_Un blocco di dati:_
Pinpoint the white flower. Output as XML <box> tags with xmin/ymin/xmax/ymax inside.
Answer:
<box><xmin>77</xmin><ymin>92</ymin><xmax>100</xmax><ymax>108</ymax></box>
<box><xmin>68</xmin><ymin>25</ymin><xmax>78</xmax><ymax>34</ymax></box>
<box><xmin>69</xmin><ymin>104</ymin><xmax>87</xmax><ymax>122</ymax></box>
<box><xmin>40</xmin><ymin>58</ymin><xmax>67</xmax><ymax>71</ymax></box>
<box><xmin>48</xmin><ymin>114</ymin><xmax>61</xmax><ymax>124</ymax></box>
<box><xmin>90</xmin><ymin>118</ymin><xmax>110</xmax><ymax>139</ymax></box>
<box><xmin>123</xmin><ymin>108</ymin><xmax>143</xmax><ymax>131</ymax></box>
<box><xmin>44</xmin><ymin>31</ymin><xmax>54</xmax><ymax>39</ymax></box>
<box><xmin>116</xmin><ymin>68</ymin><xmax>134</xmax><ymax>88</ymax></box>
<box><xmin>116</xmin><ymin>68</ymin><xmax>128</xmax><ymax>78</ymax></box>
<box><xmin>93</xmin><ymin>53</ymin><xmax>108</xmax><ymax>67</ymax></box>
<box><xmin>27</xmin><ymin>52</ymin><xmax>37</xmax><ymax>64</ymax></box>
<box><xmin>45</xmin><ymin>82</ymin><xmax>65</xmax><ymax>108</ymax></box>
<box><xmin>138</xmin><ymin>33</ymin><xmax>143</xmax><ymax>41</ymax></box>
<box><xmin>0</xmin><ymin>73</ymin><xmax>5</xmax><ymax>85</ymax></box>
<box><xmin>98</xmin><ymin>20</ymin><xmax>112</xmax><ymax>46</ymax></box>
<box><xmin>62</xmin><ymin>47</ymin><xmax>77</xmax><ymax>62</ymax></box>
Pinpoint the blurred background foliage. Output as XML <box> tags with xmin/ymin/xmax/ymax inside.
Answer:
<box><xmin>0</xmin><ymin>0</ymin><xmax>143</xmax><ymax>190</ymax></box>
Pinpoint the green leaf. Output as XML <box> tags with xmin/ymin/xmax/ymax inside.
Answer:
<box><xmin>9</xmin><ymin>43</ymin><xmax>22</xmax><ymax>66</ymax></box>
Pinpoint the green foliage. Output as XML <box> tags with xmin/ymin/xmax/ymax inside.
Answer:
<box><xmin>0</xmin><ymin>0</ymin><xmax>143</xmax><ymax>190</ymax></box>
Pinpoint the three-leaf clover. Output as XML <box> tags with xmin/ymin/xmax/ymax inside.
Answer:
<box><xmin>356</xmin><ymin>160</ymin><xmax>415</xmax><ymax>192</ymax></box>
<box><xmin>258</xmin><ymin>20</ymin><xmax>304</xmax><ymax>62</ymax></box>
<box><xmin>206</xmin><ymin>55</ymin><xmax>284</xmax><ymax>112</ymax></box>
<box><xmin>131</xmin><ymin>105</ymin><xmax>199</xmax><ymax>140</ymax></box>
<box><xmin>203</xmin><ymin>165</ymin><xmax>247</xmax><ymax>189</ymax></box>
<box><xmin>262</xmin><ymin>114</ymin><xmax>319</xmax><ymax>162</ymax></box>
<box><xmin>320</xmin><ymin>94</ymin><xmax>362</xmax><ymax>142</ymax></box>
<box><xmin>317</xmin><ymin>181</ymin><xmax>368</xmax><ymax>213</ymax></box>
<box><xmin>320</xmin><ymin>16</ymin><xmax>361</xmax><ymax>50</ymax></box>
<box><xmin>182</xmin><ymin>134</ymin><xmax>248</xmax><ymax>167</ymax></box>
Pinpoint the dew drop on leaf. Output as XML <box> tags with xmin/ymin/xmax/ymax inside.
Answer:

_Lavoro richiesto:_
Riscrivi tutte le righe sostituendo "Pinpoint" con "Locate" e lascia invariato tutto il resto.

_Esito del compito:_
Locate the white flower. Output as XML <box> tags with xmin/ymin/xmax/ymax inside.
Answer:
<box><xmin>77</xmin><ymin>92</ymin><xmax>100</xmax><ymax>108</ymax></box>
<box><xmin>68</xmin><ymin>25</ymin><xmax>78</xmax><ymax>34</ymax></box>
<box><xmin>69</xmin><ymin>104</ymin><xmax>87</xmax><ymax>122</ymax></box>
<box><xmin>40</xmin><ymin>58</ymin><xmax>67</xmax><ymax>71</ymax></box>
<box><xmin>48</xmin><ymin>114</ymin><xmax>61</xmax><ymax>124</ymax></box>
<box><xmin>90</xmin><ymin>118</ymin><xmax>110</xmax><ymax>139</ymax></box>
<box><xmin>123</xmin><ymin>108</ymin><xmax>143</xmax><ymax>131</ymax></box>
<box><xmin>44</xmin><ymin>31</ymin><xmax>54</xmax><ymax>39</ymax></box>
<box><xmin>116</xmin><ymin>68</ymin><xmax>134</xmax><ymax>88</ymax></box>
<box><xmin>116</xmin><ymin>68</ymin><xmax>128</xmax><ymax>78</ymax></box>
<box><xmin>93</xmin><ymin>53</ymin><xmax>108</xmax><ymax>67</ymax></box>
<box><xmin>27</xmin><ymin>52</ymin><xmax>37</xmax><ymax>64</ymax></box>
<box><xmin>45</xmin><ymin>82</ymin><xmax>65</xmax><ymax>108</ymax></box>
<box><xmin>138</xmin><ymin>33</ymin><xmax>143</xmax><ymax>41</ymax></box>
<box><xmin>0</xmin><ymin>73</ymin><xmax>5</xmax><ymax>85</ymax></box>
<box><xmin>98</xmin><ymin>20</ymin><xmax>112</xmax><ymax>46</ymax></box>
<box><xmin>62</xmin><ymin>47</ymin><xmax>77</xmax><ymax>62</ymax></box>
Locate the blurred background foliage. Output as XML <box> tags with xmin/ymin/xmax/ymax inside.
Answer:
<box><xmin>0</xmin><ymin>0</ymin><xmax>143</xmax><ymax>190</ymax></box>
Locate the green leaf. Output as XML <box> tags with xmin/ymin/xmax/ymax inside.
Answer:
<box><xmin>9</xmin><ymin>43</ymin><xmax>22</xmax><ymax>66</ymax></box>
Locate the green foliage. Output as XML <box> tags with xmin/ymin/xmax/ymax inside.
Answer:
<box><xmin>0</xmin><ymin>0</ymin><xmax>143</xmax><ymax>190</ymax></box>
Locate the three-leaf clover. Output as XML <box> tags with xmin/ymin/xmax/ymax inside.
Answer:
<box><xmin>356</xmin><ymin>160</ymin><xmax>415</xmax><ymax>192</ymax></box>
<box><xmin>258</xmin><ymin>20</ymin><xmax>304</xmax><ymax>62</ymax></box>
<box><xmin>206</xmin><ymin>55</ymin><xmax>284</xmax><ymax>112</ymax></box>
<box><xmin>131</xmin><ymin>105</ymin><xmax>199</xmax><ymax>140</ymax></box>
<box><xmin>203</xmin><ymin>165</ymin><xmax>247</xmax><ymax>189</ymax></box>
<box><xmin>262</xmin><ymin>114</ymin><xmax>319</xmax><ymax>162</ymax></box>
<box><xmin>320</xmin><ymin>94</ymin><xmax>362</xmax><ymax>142</ymax></box>
<box><xmin>317</xmin><ymin>181</ymin><xmax>368</xmax><ymax>213</ymax></box>
<box><xmin>320</xmin><ymin>16</ymin><xmax>361</xmax><ymax>50</ymax></box>
<box><xmin>182</xmin><ymin>134</ymin><xmax>248</xmax><ymax>167</ymax></box>
Locate the dew drop on leaf. Output as XML <box> tags with xmin/ymin/xmax/ymax inside.
Answer:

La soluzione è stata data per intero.